## WHAT THE TASK REQUIRES
Nothing but the lines from the one containing "[mark] front fender" to the end of the data should be returned, each exactly as written.

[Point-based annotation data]

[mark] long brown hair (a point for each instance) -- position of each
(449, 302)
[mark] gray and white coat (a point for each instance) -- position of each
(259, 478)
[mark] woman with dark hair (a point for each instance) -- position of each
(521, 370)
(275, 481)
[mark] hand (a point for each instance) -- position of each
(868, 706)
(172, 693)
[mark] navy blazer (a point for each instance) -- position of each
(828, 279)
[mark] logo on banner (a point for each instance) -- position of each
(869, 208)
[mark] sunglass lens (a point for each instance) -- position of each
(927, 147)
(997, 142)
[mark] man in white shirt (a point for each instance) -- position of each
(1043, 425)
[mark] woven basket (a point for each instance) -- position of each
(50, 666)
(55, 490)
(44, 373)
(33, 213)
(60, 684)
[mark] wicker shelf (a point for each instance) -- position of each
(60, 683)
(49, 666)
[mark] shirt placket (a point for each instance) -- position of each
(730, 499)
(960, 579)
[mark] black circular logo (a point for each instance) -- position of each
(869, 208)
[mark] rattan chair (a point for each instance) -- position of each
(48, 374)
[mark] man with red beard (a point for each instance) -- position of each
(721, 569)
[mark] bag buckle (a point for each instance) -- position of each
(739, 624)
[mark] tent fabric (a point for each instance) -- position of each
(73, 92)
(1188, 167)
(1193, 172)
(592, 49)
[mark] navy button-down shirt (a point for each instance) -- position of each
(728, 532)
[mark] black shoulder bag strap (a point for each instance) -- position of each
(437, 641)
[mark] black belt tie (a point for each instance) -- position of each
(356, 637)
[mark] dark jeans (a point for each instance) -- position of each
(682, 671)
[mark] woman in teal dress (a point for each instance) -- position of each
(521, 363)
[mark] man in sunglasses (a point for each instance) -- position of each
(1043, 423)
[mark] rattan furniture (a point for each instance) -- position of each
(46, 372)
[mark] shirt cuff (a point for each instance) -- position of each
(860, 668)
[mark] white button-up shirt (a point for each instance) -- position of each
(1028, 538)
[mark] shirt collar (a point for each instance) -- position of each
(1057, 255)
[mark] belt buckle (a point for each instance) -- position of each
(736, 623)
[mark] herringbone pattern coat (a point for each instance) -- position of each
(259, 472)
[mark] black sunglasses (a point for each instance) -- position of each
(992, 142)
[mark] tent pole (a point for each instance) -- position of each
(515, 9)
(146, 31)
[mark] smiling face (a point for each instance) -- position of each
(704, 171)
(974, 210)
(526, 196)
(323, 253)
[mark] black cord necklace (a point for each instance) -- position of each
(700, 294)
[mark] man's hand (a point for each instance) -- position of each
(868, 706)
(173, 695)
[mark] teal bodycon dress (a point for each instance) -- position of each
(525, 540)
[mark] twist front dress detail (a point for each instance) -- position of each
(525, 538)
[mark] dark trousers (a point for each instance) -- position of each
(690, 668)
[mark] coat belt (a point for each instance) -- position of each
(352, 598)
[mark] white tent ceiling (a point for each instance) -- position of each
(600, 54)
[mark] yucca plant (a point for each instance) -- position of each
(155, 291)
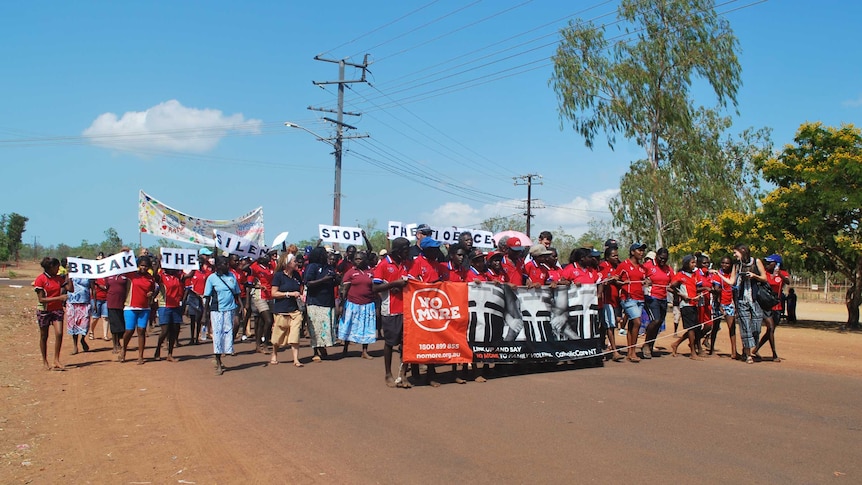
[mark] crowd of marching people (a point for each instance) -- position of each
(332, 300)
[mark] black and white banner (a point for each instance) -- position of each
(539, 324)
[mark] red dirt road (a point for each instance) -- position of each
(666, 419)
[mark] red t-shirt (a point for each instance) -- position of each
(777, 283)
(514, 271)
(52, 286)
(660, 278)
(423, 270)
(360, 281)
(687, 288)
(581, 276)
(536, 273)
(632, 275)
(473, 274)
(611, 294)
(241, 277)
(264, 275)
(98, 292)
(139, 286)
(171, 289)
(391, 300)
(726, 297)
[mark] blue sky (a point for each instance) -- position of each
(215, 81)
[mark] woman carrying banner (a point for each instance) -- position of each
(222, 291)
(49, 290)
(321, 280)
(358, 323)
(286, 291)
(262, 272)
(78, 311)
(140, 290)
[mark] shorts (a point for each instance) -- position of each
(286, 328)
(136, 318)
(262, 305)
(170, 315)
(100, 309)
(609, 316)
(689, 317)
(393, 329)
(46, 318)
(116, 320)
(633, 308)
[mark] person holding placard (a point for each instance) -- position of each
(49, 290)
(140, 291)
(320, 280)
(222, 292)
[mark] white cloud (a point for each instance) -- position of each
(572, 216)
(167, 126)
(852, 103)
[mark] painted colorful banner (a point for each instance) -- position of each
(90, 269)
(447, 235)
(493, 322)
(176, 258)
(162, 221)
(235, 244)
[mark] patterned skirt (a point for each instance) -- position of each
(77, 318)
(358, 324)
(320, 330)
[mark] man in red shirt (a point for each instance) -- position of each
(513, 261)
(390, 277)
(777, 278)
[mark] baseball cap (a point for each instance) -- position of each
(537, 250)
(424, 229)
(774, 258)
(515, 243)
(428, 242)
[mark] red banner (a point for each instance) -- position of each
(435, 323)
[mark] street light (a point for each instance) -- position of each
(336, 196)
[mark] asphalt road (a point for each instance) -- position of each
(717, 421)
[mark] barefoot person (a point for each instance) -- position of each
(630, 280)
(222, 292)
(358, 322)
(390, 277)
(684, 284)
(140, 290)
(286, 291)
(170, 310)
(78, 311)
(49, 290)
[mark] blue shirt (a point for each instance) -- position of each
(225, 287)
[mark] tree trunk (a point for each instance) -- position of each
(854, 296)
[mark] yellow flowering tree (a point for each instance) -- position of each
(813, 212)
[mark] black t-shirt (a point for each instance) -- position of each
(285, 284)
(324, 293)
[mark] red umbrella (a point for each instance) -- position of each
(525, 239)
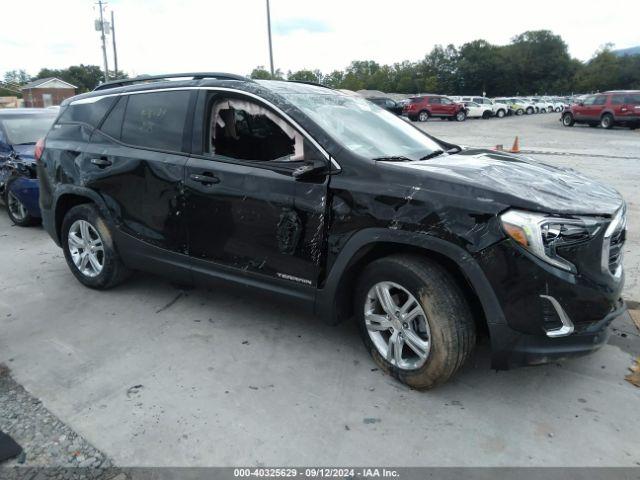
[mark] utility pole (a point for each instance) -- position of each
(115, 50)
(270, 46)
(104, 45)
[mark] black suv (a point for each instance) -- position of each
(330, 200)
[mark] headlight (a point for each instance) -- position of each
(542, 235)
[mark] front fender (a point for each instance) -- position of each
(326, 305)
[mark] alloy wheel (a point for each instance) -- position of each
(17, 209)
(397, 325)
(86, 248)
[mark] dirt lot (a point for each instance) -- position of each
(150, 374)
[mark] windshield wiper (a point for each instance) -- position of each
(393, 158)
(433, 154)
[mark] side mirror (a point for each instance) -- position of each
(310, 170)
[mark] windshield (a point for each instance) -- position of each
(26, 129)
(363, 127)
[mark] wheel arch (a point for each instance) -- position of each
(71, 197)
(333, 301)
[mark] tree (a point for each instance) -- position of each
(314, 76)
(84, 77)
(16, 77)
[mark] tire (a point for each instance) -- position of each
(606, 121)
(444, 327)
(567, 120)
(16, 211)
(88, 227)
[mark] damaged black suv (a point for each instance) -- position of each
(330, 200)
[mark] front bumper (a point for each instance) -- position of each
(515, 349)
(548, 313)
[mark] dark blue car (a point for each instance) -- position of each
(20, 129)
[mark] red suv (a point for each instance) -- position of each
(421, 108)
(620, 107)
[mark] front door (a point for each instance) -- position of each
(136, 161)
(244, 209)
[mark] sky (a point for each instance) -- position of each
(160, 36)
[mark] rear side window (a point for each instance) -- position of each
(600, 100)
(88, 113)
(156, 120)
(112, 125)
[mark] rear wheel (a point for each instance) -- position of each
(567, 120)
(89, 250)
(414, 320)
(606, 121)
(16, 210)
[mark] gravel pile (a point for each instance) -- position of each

## WRITTEN RESPONSE
[mark] front fender (a point for each instance) -- position of each
(326, 305)
[mark] alloy wheel (a point for each instance) -- position of each
(17, 209)
(397, 325)
(86, 248)
[mark] dirt lot (a point for each instance) -- position of each
(150, 374)
[mark] windshield wiper (a point for each instance) -- position of each
(393, 158)
(433, 154)
[mark] side mirror (a point for each instance) -- position of each
(310, 170)
[mark] windshield (a point for each instance) -- position of each
(26, 129)
(363, 127)
[mark] wheel arch (a point for each instance) -- position of each
(71, 197)
(333, 301)
[mark] tree (a point for each instance) -- position of each
(314, 76)
(84, 77)
(16, 77)
[mark] tire (a point for each instance) -- position of each
(606, 121)
(444, 327)
(567, 120)
(16, 211)
(88, 227)
[mark] damaged black suv (a point for each instance) -- position of each
(330, 200)
[mark] front bumper (a point for each instance) -- position of each
(515, 349)
(548, 313)
[mark] dark blue car (a point for each instance) -- position of each
(20, 129)
[mark] red suv (a point for each instance) -- position of each
(421, 108)
(620, 107)
[mark] front door (a point for each instance) -- position of each
(136, 161)
(244, 209)
[mark] sky (a point for each instance) -- position of each
(160, 36)
[mark] rear side window (a point for each instance) -- position of each
(600, 100)
(88, 113)
(156, 120)
(112, 125)
[mark] rear wheel (a point for each instance) -- position of each
(567, 120)
(89, 250)
(414, 320)
(606, 121)
(16, 210)
[mark] gravel pile (a point for each instance) -- position of each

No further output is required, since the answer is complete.